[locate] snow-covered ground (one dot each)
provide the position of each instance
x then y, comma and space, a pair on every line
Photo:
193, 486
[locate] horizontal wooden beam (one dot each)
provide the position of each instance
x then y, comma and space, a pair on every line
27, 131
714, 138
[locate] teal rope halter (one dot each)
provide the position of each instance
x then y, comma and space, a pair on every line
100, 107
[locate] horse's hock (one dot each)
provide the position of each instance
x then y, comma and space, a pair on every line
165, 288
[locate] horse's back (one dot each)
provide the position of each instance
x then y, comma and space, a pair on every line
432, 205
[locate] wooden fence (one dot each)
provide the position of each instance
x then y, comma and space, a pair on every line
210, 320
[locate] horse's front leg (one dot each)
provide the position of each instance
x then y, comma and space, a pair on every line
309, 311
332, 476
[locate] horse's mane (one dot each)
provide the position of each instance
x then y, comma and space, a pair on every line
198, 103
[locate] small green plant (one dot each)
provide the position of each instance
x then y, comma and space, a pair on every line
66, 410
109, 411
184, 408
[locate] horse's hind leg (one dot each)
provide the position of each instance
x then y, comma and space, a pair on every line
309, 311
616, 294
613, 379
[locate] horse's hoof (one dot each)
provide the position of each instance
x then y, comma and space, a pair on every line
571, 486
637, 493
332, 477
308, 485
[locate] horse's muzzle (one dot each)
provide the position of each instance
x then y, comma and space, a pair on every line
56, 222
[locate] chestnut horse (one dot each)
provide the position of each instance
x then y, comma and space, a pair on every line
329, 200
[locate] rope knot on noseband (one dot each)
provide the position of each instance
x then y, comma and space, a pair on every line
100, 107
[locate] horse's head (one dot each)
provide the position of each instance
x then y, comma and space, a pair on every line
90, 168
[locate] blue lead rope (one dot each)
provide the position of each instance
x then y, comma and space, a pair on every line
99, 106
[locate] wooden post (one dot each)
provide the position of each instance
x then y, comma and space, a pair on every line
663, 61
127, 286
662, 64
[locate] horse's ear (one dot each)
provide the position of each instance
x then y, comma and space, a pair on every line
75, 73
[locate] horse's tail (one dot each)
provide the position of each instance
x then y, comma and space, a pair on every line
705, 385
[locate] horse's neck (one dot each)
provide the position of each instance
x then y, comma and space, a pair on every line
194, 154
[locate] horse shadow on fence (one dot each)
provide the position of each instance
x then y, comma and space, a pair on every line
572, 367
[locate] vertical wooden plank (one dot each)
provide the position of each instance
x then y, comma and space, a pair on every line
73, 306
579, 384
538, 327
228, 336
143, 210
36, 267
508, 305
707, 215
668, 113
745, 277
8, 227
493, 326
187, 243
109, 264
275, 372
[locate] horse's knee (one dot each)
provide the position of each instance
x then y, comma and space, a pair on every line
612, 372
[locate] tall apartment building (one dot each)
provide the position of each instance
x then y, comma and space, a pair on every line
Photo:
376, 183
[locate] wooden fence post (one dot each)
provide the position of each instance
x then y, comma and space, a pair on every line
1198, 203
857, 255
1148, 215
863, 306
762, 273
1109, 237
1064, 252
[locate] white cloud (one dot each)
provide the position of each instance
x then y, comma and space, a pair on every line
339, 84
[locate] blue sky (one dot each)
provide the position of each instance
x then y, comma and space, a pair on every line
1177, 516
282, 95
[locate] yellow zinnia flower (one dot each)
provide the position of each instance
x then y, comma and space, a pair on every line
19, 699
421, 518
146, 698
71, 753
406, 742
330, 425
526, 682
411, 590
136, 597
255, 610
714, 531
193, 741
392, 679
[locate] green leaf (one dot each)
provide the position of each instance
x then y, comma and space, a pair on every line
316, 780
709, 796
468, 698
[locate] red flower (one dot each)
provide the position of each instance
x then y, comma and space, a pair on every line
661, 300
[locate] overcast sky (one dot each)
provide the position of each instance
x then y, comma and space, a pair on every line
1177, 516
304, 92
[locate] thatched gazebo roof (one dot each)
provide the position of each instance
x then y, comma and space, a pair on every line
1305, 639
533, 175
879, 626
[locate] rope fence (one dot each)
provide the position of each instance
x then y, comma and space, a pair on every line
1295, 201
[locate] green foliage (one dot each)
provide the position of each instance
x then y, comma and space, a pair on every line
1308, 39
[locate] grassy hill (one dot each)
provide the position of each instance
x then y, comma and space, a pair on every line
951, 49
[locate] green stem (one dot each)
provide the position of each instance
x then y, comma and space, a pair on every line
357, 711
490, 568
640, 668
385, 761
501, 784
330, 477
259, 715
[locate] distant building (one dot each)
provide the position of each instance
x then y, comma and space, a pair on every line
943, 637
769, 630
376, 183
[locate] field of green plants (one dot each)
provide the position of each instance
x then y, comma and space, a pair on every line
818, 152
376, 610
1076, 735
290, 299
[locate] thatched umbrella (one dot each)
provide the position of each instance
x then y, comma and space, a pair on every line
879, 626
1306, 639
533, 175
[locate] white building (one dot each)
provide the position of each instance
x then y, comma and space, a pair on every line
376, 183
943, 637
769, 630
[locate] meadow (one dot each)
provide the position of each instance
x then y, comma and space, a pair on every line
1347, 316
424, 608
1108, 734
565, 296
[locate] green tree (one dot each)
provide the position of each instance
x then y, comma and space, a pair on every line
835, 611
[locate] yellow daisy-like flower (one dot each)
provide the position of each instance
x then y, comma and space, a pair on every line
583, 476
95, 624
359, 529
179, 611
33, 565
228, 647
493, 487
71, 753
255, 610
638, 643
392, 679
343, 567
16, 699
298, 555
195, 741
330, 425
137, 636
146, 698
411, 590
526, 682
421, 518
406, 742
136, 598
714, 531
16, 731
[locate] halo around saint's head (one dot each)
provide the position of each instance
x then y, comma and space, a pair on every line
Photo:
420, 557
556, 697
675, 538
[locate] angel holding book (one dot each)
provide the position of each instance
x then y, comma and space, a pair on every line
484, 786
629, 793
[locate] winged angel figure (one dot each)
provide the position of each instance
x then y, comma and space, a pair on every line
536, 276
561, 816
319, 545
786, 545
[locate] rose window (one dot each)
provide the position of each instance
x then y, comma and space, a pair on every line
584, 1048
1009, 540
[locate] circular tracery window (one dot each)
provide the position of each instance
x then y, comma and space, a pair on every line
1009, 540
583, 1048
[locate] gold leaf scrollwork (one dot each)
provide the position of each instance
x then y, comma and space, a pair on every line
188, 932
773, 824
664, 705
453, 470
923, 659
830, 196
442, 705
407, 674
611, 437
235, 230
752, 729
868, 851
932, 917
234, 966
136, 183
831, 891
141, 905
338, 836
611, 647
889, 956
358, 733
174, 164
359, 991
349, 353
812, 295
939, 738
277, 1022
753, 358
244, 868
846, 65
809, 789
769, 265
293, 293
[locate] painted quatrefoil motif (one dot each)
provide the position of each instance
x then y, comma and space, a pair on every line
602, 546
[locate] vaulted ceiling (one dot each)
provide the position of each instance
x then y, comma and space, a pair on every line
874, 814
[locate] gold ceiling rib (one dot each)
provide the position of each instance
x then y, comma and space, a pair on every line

## Task details
Provide all the records again, word for word.

## Solution for this exercise
[locate] snow-covered ground (one dot each)
provide the position of each instance
x then y, comma and space, a pair on every line
Photo:
193, 486
[locate] horizontal wooden beam (one dot each)
provide the position of each instance
x then y, comma and space, a pair on every line
27, 131
714, 138
[locate] teal rope halter (one dot each)
provide the position of each instance
x then y, comma and space, a pair on every line
100, 107
[locate] horse's hock (one dot each)
provide the position of each instance
x then y, comma and space, a pair on every line
165, 288
[locate] horse's back (one dot each)
provide the position of each instance
x then y, comma and space, a pair on every line
432, 205
[locate] wooden fence (one dot each)
provide the position of each instance
x then y, comma and space, a pair on every line
210, 320
[locate] horse's front leg (one dot each)
provide the position of each instance
x then y, comma and space, a pair on every line
309, 311
332, 476
[locate] horse's mane (one dot each)
provide the position of each instance
x then y, comma and space, a pair on every line
198, 103
[locate] small green plant (one dot each)
provide the position of each instance
x then y, comma and space, a pair on every line
66, 410
109, 411
184, 408
[locate] horse's hind leg (one dot each)
provide the position of each instance
x then y, comma and space, a pair on every line
309, 311
616, 294
613, 379
[locate] horse's hoof (one dot each)
provide the position of each instance
x then y, comma and space, a pair on every line
571, 486
637, 493
332, 477
308, 485
[locate] horse's muzzle (one dot each)
provide the position of each instance
x then y, comma and space, a pair on every line
56, 222
[locate] chestnut horse (one dot each)
provide the position of each instance
x then y, comma and space, a pair on every line
329, 200
[locate] rope knot on noseband (one dot each)
provide the position of each instance
x then y, comma and space, a pair on every line
100, 107
[locate] horse's head (one dot each)
provide the position of each instance
x then y, comma and space, a pair on every line
90, 168
[locate] blue lead rope (one dot each)
provide the position of each instance
x then y, comma and space, a pair on every line
99, 106
[locate] wooden post (one dot each)
provide the position of each instance
x then y, comma and space, a pair on every line
663, 61
127, 286
662, 64
[locate] horse's ear (one dot each)
provide the position of each instance
x then y, comma and space, a pair on every line
75, 73
[locate] horse's tail (one dot each)
provide the position of each instance
x then y, comma and space, a pair on every line
705, 385
[locate] horse's neck (one dot each)
provide the position of each instance
x then y, comma and space, a pair on every line
194, 154
[locate] horse shadow on fence (one dot each)
provide the position of each instance
x then y, comma and space, a pair on every line
572, 367
[locate] vertical wooden plank (one dot each)
provide the position of each instance
x then y, comma and space, a pair on every line
73, 306
579, 384
538, 327
228, 336
143, 210
36, 267
508, 305
707, 215
668, 113
745, 277
8, 227
493, 326
187, 243
109, 264
275, 372
[locate] horse's knee (one dot each)
provide the position of each instance
x then y, comma and space, a pair on every line
612, 372
[locate] tall apartment building (one dot each)
provide the position of each instance
x then y, comma and space, a pair on every line
Photo:
376, 183
[locate] wooden fence post (one dot each)
provide the position of each instance
x then y, comma and space, a pair on every line
1198, 203
857, 255
1148, 215
863, 306
762, 273
1109, 237
1064, 252
[locate] white cloud (one dot each)
provide the position of each instance
x then y, comma and space, a pair on every line
339, 84
[locate] blue sky (one dot each)
provide the position of each instance
x then y, comma and space, a pair on every line
1177, 516
282, 95
[locate] yellow zinnia flower (one dot each)
provide the position of each instance
x then y, comma and space, a pair on every line
19, 699
421, 518
146, 698
71, 753
406, 742
330, 425
526, 682
411, 590
136, 597
255, 610
714, 531
193, 741
392, 679
[locate] green leaf (one dot each)
provide the position of each instance
x then y, comma and space, a pair on every line
316, 780
709, 796
468, 698
[locate] red flower (one dot each)
provide the position of each instance
x then y, comma and space, a pair on every line
661, 300
[locate] overcast sky (one dot each)
provide the position of each instance
x then y, comma and space, a pair on every line
1177, 516
304, 92
[locate] thatched gazebo roof (one dot each)
provide the position of each instance
x then y, comma and space, a pair on every line
1305, 639
533, 175
879, 626
[locate] rope fence (one dot each)
provide the position of each instance
x then y, comma and space, a pair on every line
1295, 201
[locate] green foliage (one dot each)
provide the position of each instance
x then y, comma and space, a pair on every line
1308, 39
[locate] grassy hill (one dot each)
provide the position of each instance
x then y, comma and space, a pair on every line
951, 49
[locate] green stem (one dot each)
provide the position of each instance
x then y, comma and space, a pair on every line
357, 711
490, 568
640, 668
385, 761
501, 784
330, 477
259, 715
[locate] distant building (one dot each)
provide the position of each instance
x then y, comma and space, a pair on every line
943, 637
769, 630
376, 183
[locate] field of green plants (one dot each)
provide the position of each instance
x then y, comma and space, a pair on every line
818, 152
376, 610
1076, 735
290, 299
[locate] thatched umbrella (one dot each)
provide the position of each instance
x then y, comma and space, a pair on every line
879, 626
1306, 639
533, 175
[locate] white building (one dot each)
provide the position of each instance
x then y, comma and space, a pair on every line
376, 183
943, 637
769, 630
[locate] meadow (one dot each)
provide the position of each instance
x then y, comma and space, a pair on every line
1347, 316
424, 608
1108, 734
565, 296
[locate] green tree (one dot each)
provide the position of each instance
x then y, comma and space, a pair on every line
835, 611
[locate] yellow daisy-like flower (one dot each)
provide the position of each instance
x then y, comma and space, a pair on every line
583, 476
95, 624
359, 529
179, 611
33, 565
228, 647
493, 487
71, 753
255, 610
638, 643
392, 679
343, 567
16, 699
298, 555
195, 741
330, 425
137, 636
146, 698
411, 590
526, 682
421, 518
406, 742
136, 598
714, 531
16, 731
[locate] halo around saint's head (one dot each)
provide the position of each instance
x then y, comma and space, a pair on every line
Photo:
420, 557
556, 697
675, 538
[locate] angel holding book (one dot each)
provide the position of each instance
x then y, comma and space, a pair on every line
484, 786
629, 793
[locate] winged angel figure (one dot each)
provide the position of each instance
x then y, comma and space, a pair on every line
536, 276
561, 816
319, 545
786, 545
[locate] rose window (one dot each)
provide the position of each instance
x then y, comma and space, a pair on every line
584, 1048
1009, 540
[locate] circular tracery window (one dot each)
provide the position of each instance
x then y, comma and space, a pair on every line
1009, 540
583, 1048
[locate] gold leaf scrollwork (one dot each)
provide the position of each instance
x then y, comma and space, a pair on every line
188, 932
773, 824
664, 705
453, 470
923, 659
830, 196
442, 705
407, 674
611, 437
235, 230
752, 729
868, 851
932, 917
234, 966
136, 183
831, 891
141, 905
338, 836
611, 647
889, 956
358, 733
174, 164
359, 991
349, 353
812, 295
939, 738
277, 1022
753, 358
244, 868
846, 65
809, 789
769, 265
293, 293
[locate] painted quatrefoil motif (one dot each)
provide the position of each instance
x then y, comma and space, a pair on every line
602, 546
[locate] vaulted ceiling (one dot each)
provide the position of each instance
x then y, comma and space, a pair on every line
874, 814
[locate] gold ceiling rib (one dot each)
provide the position of each instance
x then y, comma and space, a pair on every line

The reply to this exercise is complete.